> Input data
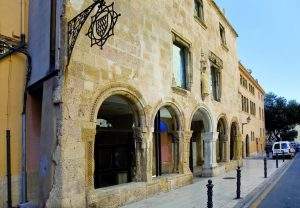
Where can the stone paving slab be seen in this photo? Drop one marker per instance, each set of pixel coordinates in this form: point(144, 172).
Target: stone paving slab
point(195, 195)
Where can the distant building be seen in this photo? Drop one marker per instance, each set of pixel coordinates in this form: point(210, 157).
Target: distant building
point(160, 104)
point(252, 108)
point(297, 128)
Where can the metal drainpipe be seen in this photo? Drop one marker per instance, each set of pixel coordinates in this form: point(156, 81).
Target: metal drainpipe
point(8, 169)
point(24, 158)
point(24, 151)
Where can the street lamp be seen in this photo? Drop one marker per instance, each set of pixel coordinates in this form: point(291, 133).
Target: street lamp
point(248, 121)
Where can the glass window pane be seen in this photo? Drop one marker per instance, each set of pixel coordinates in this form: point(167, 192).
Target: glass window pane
point(179, 66)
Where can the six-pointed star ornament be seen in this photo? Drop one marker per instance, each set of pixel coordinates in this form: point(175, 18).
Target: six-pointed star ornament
point(102, 25)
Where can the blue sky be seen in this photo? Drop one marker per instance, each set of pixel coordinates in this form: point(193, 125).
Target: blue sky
point(269, 41)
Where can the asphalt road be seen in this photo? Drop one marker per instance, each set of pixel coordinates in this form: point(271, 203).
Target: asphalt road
point(286, 193)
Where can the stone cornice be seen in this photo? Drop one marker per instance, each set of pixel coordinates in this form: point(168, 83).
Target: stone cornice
point(217, 8)
point(250, 77)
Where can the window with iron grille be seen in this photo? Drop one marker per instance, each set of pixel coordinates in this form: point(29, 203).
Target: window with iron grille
point(180, 63)
point(216, 83)
point(222, 35)
point(199, 11)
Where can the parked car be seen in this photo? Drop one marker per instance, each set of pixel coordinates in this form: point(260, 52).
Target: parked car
point(298, 147)
point(283, 148)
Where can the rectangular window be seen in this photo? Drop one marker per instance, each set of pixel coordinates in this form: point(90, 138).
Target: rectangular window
point(222, 35)
point(252, 108)
point(180, 54)
point(199, 12)
point(216, 83)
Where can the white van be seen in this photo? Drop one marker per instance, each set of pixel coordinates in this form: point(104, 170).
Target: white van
point(283, 148)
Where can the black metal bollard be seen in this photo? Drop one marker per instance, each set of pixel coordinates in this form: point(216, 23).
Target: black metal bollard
point(265, 167)
point(238, 182)
point(209, 194)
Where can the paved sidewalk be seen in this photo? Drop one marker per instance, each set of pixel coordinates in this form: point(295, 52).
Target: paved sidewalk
point(194, 195)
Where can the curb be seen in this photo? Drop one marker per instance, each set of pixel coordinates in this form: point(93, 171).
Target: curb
point(254, 198)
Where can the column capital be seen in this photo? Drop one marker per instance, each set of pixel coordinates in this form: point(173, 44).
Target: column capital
point(210, 136)
point(187, 135)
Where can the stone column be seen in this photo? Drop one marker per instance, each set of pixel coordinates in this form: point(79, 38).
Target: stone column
point(225, 149)
point(210, 139)
point(143, 153)
point(184, 151)
point(88, 137)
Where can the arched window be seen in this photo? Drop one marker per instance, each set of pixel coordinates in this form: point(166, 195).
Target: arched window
point(165, 144)
point(114, 151)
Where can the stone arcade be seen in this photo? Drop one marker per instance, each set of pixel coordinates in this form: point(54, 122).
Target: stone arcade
point(156, 107)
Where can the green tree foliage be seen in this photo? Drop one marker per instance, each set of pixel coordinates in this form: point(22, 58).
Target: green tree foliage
point(281, 117)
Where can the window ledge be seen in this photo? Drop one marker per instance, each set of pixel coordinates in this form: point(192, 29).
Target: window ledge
point(180, 90)
point(224, 47)
point(200, 22)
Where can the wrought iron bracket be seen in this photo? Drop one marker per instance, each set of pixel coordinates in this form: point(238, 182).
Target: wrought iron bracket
point(9, 46)
point(101, 27)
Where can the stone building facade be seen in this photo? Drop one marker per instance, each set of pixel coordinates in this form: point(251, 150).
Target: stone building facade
point(252, 109)
point(156, 106)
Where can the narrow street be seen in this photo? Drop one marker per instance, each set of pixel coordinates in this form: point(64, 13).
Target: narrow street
point(286, 192)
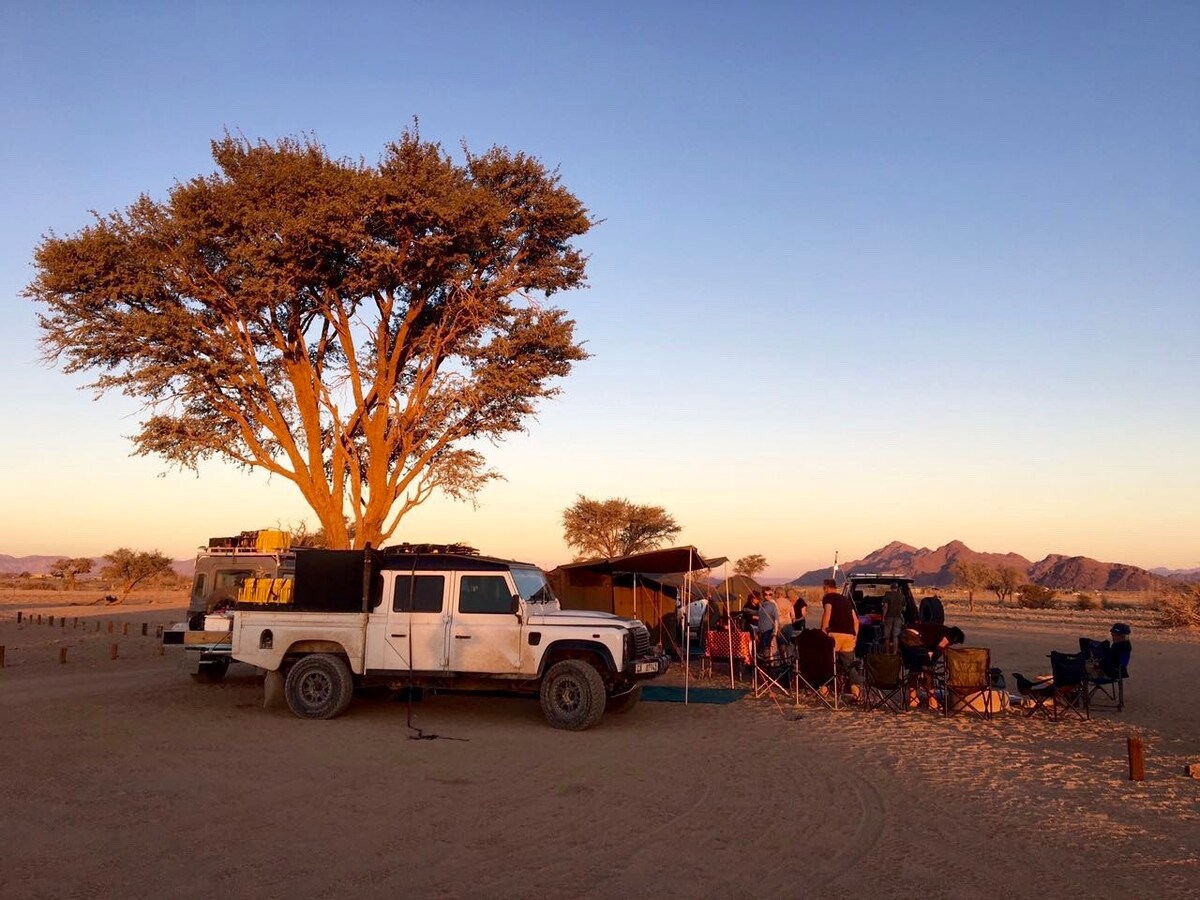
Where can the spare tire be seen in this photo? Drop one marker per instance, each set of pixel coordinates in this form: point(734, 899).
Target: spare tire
point(931, 610)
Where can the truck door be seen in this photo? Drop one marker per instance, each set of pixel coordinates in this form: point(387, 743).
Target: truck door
point(418, 619)
point(485, 634)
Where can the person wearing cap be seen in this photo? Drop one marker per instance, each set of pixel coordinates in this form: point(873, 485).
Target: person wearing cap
point(768, 622)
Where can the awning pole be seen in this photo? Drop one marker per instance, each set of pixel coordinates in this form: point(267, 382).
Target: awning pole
point(729, 622)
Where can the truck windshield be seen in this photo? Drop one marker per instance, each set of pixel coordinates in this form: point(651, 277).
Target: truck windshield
point(532, 586)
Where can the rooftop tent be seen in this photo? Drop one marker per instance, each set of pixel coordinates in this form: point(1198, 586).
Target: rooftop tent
point(738, 588)
point(628, 586)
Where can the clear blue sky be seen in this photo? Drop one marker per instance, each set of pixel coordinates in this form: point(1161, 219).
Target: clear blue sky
point(867, 271)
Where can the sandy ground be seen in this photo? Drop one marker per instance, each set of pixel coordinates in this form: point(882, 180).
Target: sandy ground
point(126, 778)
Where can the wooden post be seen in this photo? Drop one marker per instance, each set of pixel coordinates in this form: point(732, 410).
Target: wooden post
point(1137, 757)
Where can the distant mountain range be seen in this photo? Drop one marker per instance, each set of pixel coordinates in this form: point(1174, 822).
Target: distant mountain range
point(41, 565)
point(934, 568)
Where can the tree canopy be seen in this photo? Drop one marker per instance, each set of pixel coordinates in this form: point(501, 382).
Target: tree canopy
point(67, 568)
point(615, 527)
point(750, 565)
point(353, 329)
point(130, 568)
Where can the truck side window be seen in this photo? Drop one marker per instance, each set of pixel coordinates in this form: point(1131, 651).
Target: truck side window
point(418, 593)
point(484, 593)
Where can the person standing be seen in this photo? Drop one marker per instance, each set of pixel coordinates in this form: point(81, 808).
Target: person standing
point(894, 603)
point(768, 622)
point(840, 622)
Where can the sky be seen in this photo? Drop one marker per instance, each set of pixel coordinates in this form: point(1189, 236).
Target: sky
point(864, 271)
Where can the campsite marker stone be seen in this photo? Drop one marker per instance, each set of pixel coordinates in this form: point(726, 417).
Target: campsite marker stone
point(1137, 750)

> Your task
Copy exactly the lines that run from the one containing "Target: truck side window" to the last line of the listing, both included, and nothing more.

> Exercise solution
Target: truck side window
point(418, 593)
point(484, 593)
Where can the person standing be seen in this photo? Drop one marker per instance, each set of pixel coordinates in this form: point(81, 808).
Target: person standing
point(894, 603)
point(768, 622)
point(840, 622)
Where can the sky be seen in this photo? Drop one marker per instance, each set of pixel coordinates in this form: point(1189, 236).
Target: sky
point(864, 271)
Where can the campsite marker stone be seen in this photo? Drop one marker per instance, each set of pixel coordinates in this form: point(726, 417).
Target: campsite marker stone
point(1137, 750)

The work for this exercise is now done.